- _What to produce_
Gather the lines below that include the string "stone", copying each in full.
Segment Open
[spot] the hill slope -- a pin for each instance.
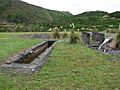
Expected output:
(17, 11)
(99, 19)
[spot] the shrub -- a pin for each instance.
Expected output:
(56, 34)
(65, 35)
(118, 40)
(73, 37)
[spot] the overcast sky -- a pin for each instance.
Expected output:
(78, 6)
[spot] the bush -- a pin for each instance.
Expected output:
(73, 38)
(65, 35)
(118, 40)
(56, 34)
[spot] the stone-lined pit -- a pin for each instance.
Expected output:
(31, 60)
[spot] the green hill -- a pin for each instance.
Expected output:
(92, 19)
(17, 11)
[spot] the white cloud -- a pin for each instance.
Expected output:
(78, 6)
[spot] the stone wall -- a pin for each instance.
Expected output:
(98, 37)
(85, 38)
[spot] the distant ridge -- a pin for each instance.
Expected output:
(17, 11)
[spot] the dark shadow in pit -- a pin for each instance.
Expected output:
(29, 56)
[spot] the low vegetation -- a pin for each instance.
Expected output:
(70, 66)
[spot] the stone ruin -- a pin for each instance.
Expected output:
(37, 36)
(29, 61)
(98, 37)
(97, 41)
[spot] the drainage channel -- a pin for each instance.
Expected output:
(31, 60)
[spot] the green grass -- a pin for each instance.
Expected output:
(11, 43)
(69, 67)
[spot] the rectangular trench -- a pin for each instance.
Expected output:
(30, 61)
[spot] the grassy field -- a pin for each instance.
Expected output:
(69, 67)
(11, 43)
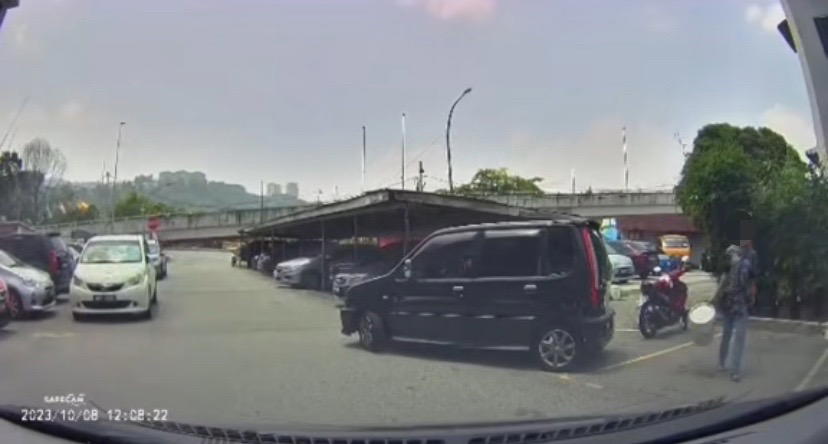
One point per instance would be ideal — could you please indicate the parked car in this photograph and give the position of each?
(29, 290)
(4, 313)
(644, 255)
(540, 285)
(675, 245)
(353, 275)
(157, 258)
(622, 266)
(46, 252)
(114, 276)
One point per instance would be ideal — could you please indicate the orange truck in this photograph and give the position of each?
(675, 245)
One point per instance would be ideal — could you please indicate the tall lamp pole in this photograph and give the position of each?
(115, 174)
(448, 137)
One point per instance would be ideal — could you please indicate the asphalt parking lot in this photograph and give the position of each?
(231, 346)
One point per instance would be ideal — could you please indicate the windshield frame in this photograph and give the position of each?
(16, 262)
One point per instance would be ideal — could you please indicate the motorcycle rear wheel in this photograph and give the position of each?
(646, 320)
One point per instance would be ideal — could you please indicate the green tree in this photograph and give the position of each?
(722, 177)
(499, 181)
(134, 204)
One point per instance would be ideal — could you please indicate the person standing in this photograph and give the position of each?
(737, 293)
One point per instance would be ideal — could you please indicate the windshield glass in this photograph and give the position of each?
(111, 252)
(468, 168)
(8, 260)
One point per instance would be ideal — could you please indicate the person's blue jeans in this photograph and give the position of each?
(733, 343)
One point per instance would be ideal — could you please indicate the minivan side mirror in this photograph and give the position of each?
(407, 268)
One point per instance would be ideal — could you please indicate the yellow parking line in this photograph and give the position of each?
(652, 355)
(807, 379)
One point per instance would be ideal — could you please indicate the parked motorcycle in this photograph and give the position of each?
(663, 301)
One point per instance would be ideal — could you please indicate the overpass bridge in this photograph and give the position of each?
(226, 224)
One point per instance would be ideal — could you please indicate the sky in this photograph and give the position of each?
(278, 90)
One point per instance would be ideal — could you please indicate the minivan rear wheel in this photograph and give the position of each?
(558, 349)
(371, 330)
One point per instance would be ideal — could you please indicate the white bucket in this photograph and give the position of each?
(702, 319)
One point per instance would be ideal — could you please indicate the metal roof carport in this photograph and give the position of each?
(409, 214)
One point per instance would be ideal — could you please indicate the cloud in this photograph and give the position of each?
(596, 155)
(461, 10)
(71, 110)
(767, 17)
(20, 35)
(798, 129)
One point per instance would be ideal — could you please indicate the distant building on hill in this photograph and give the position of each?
(292, 189)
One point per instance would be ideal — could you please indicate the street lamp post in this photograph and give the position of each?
(448, 137)
(115, 176)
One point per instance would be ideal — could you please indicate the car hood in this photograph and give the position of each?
(619, 260)
(295, 262)
(108, 272)
(29, 273)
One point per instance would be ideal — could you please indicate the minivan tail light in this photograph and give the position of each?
(592, 267)
(54, 262)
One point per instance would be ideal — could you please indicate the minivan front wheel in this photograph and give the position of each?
(557, 349)
(371, 330)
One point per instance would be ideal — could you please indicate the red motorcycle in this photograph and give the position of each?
(663, 302)
(5, 316)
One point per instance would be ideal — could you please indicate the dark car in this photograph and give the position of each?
(350, 275)
(643, 254)
(46, 252)
(538, 284)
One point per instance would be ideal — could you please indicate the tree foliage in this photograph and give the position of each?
(736, 174)
(134, 204)
(499, 181)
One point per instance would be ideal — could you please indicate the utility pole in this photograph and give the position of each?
(402, 161)
(363, 158)
(681, 143)
(261, 201)
(115, 175)
(626, 166)
(448, 137)
(572, 179)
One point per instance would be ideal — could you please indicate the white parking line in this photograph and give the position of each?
(652, 355)
(807, 379)
(52, 335)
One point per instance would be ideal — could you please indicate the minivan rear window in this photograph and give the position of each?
(449, 255)
(560, 250)
(510, 253)
(604, 267)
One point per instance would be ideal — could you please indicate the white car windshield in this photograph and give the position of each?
(112, 252)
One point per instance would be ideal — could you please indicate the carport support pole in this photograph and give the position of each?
(353, 240)
(322, 260)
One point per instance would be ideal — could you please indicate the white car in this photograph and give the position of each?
(114, 275)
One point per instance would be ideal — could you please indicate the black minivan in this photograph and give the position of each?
(45, 251)
(535, 284)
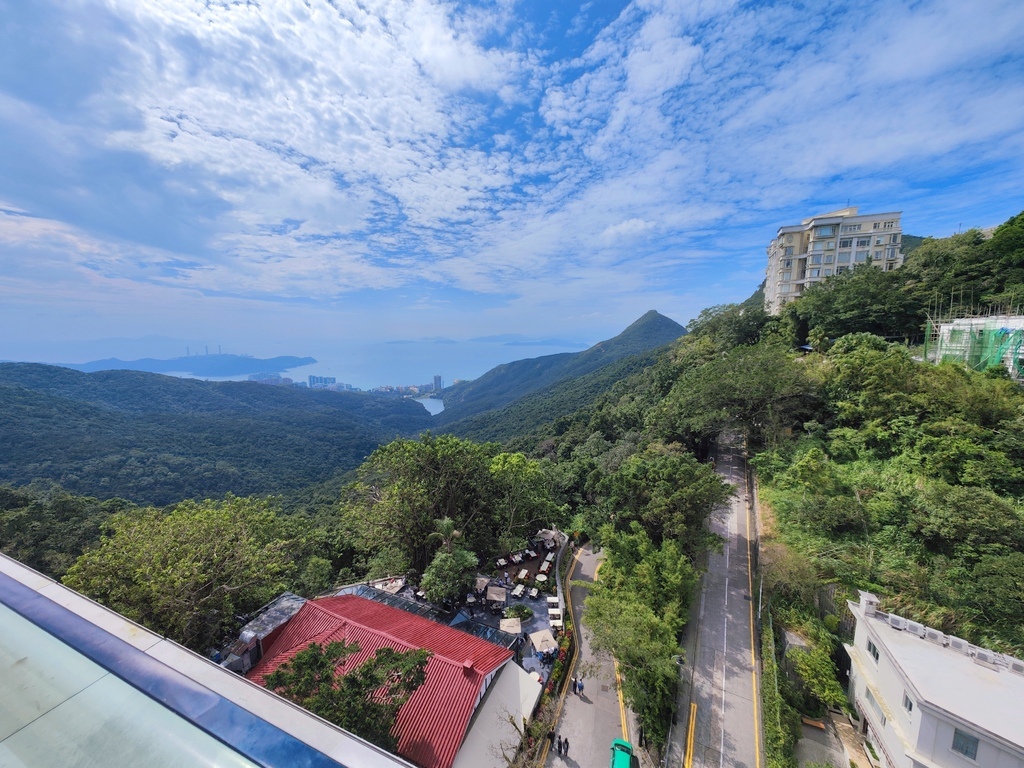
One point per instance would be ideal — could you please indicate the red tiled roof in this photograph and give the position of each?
(432, 723)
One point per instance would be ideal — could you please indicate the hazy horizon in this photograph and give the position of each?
(258, 174)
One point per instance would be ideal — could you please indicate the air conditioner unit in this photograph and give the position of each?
(958, 644)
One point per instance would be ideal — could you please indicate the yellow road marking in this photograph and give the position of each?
(689, 734)
(576, 653)
(755, 698)
(622, 702)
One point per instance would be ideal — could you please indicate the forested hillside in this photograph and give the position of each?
(509, 382)
(877, 471)
(159, 439)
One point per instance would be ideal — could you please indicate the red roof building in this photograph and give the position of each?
(433, 722)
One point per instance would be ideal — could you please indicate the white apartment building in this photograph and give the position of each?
(830, 244)
(932, 700)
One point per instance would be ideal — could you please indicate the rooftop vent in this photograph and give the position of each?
(985, 657)
(868, 603)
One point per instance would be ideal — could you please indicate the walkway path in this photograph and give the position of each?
(719, 709)
(590, 721)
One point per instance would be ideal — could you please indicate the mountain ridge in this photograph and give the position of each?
(506, 383)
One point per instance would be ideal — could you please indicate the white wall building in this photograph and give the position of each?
(932, 700)
(830, 244)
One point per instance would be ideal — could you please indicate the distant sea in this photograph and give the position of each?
(409, 364)
(364, 366)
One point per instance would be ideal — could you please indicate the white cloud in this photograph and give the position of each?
(323, 148)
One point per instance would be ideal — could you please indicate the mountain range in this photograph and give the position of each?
(157, 439)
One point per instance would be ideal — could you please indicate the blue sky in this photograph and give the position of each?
(279, 177)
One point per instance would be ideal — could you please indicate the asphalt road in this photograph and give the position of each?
(719, 720)
(590, 721)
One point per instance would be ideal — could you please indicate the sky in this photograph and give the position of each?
(285, 177)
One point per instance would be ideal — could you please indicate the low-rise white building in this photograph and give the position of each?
(932, 700)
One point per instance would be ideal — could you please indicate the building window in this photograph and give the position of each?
(873, 650)
(965, 744)
(875, 706)
(907, 702)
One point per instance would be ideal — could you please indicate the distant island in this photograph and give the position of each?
(198, 365)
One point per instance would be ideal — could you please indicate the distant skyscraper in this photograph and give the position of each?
(830, 244)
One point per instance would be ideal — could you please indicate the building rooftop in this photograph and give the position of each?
(974, 685)
(434, 721)
(82, 685)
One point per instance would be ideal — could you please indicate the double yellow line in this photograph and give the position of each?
(689, 734)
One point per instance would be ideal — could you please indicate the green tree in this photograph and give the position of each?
(522, 498)
(188, 572)
(449, 574)
(671, 493)
(365, 700)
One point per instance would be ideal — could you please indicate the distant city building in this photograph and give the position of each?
(932, 700)
(322, 382)
(830, 244)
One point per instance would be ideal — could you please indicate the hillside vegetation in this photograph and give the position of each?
(511, 381)
(158, 439)
(877, 471)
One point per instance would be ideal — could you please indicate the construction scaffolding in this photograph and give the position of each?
(978, 342)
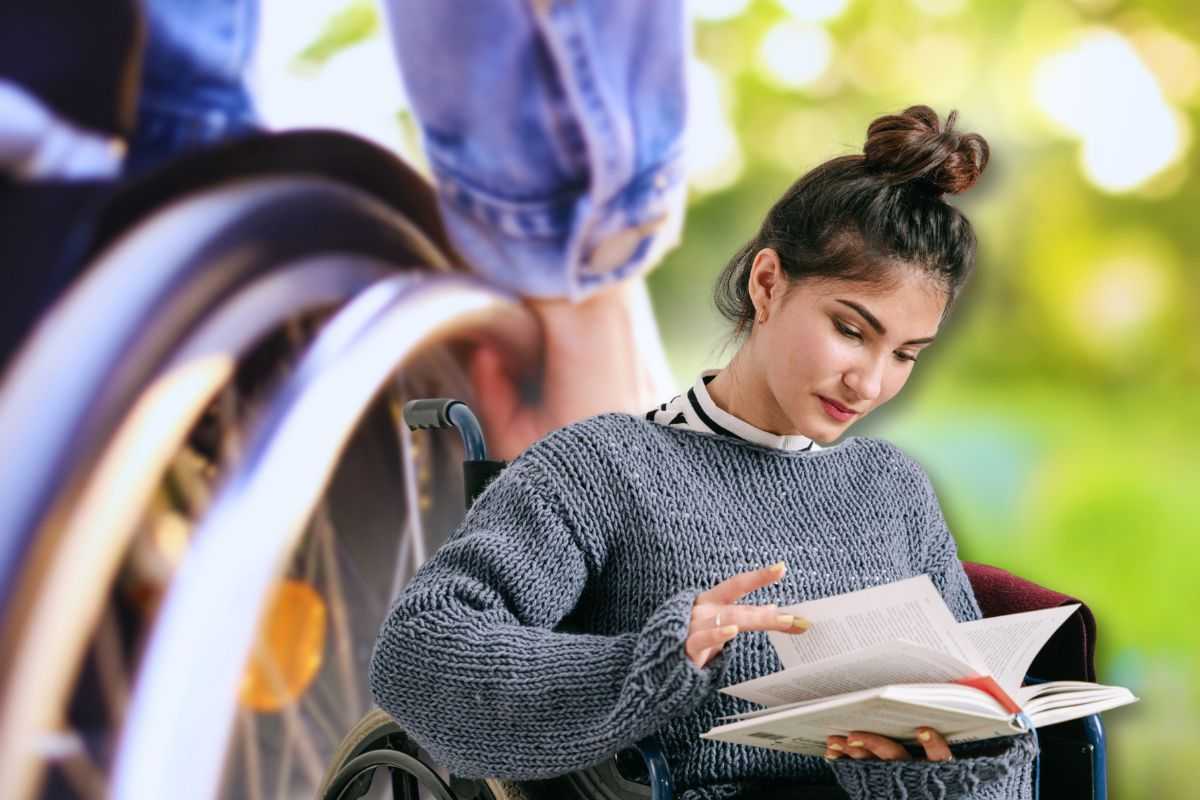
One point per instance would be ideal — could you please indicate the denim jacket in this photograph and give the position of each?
(553, 127)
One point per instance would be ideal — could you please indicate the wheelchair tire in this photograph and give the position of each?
(159, 286)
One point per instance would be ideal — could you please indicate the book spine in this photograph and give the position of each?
(988, 684)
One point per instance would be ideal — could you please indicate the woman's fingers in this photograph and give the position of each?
(859, 745)
(702, 645)
(733, 589)
(875, 746)
(936, 749)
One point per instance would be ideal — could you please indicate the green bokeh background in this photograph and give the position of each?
(1057, 414)
(1063, 449)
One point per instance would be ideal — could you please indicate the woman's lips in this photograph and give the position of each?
(835, 410)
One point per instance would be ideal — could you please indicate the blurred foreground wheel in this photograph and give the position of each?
(118, 417)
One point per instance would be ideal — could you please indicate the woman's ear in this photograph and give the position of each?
(767, 284)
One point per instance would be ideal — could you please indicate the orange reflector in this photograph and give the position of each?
(289, 648)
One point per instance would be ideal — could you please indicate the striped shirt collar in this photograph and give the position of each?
(695, 410)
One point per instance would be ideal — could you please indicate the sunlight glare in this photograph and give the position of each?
(796, 54)
(1103, 94)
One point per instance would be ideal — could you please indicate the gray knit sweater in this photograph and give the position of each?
(547, 633)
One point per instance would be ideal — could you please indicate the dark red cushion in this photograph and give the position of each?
(1071, 651)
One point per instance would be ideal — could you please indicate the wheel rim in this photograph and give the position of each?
(31, 728)
(351, 360)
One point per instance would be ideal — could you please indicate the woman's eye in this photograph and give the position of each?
(847, 331)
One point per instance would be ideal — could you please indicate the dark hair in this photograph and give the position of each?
(857, 217)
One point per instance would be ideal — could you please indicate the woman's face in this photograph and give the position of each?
(832, 342)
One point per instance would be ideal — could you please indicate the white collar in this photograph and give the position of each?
(697, 411)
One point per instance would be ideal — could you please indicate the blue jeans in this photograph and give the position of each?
(193, 89)
(553, 127)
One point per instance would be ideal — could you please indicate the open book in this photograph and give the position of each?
(891, 659)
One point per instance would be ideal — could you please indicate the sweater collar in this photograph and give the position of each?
(696, 410)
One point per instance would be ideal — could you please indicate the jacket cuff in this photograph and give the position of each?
(564, 246)
(1003, 776)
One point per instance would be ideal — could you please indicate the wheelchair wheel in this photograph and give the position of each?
(323, 443)
(117, 417)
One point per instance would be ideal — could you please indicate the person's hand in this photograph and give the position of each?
(862, 745)
(717, 618)
(603, 354)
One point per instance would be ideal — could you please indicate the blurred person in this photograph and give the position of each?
(583, 602)
(555, 134)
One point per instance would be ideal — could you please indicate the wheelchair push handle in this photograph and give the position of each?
(478, 469)
(448, 413)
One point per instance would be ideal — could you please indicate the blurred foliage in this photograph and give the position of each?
(349, 26)
(1057, 414)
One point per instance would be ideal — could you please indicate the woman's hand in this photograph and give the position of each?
(861, 745)
(715, 618)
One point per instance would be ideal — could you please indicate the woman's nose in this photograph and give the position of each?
(867, 379)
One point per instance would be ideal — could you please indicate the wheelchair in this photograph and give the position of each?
(216, 480)
(1075, 750)
(227, 443)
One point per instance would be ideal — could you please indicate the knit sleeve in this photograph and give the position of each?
(1007, 775)
(468, 660)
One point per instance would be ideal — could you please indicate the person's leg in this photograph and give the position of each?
(193, 78)
(555, 133)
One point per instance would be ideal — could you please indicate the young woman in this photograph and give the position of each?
(612, 577)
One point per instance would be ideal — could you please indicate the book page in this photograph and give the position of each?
(1009, 643)
(880, 713)
(880, 665)
(910, 609)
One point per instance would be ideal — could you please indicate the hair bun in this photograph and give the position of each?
(913, 146)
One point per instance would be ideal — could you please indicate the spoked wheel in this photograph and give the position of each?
(119, 416)
(259, 650)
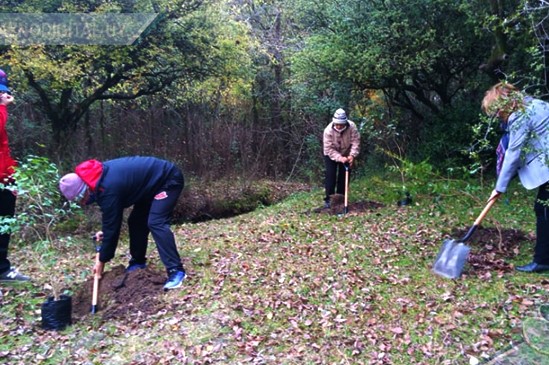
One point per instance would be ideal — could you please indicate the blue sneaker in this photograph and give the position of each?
(134, 266)
(175, 280)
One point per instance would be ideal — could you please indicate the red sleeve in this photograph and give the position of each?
(7, 164)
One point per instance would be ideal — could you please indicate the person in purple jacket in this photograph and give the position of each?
(152, 186)
(527, 154)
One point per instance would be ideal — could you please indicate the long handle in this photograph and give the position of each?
(345, 209)
(96, 278)
(479, 219)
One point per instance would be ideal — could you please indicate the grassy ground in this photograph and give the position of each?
(286, 285)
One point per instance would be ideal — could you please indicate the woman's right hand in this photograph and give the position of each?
(494, 194)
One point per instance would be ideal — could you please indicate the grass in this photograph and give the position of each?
(285, 285)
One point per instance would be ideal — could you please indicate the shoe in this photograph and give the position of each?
(12, 276)
(175, 280)
(134, 266)
(533, 267)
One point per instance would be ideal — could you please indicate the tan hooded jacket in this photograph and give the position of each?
(341, 144)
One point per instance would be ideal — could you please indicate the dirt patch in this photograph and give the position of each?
(492, 248)
(337, 206)
(136, 294)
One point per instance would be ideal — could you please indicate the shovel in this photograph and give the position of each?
(346, 205)
(453, 254)
(96, 278)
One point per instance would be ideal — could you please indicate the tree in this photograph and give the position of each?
(70, 79)
(420, 53)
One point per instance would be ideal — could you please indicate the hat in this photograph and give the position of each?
(71, 185)
(4, 82)
(340, 117)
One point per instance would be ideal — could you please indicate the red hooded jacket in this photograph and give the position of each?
(7, 163)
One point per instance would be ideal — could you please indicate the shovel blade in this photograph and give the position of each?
(451, 259)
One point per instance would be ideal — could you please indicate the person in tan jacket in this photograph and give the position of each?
(341, 145)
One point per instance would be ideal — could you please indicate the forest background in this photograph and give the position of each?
(242, 90)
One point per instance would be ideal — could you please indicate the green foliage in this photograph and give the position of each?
(38, 201)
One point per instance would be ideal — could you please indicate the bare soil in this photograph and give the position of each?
(121, 295)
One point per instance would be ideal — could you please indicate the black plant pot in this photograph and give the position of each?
(57, 314)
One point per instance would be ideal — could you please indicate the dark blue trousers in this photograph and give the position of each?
(154, 216)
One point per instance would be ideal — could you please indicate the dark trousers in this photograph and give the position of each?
(334, 177)
(7, 209)
(541, 207)
(154, 216)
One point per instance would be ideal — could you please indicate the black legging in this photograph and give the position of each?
(154, 216)
(7, 209)
(335, 176)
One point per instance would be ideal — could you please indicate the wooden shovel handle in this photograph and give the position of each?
(485, 210)
(479, 219)
(95, 293)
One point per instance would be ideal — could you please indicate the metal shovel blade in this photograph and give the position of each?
(451, 259)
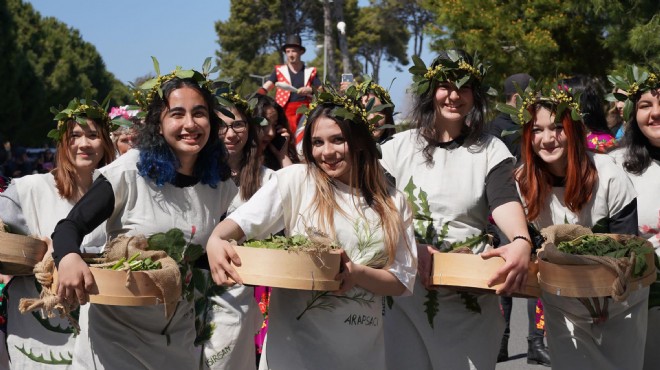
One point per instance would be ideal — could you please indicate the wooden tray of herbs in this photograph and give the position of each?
(116, 288)
(469, 272)
(19, 253)
(596, 280)
(289, 262)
Segment Closed
- _Task response_
[spot] the stone-lined pit -- a pin for each instance.
[spot] the stone wall -- a pin for each instance.
[spot] the stone ruin -- a pin for each instance.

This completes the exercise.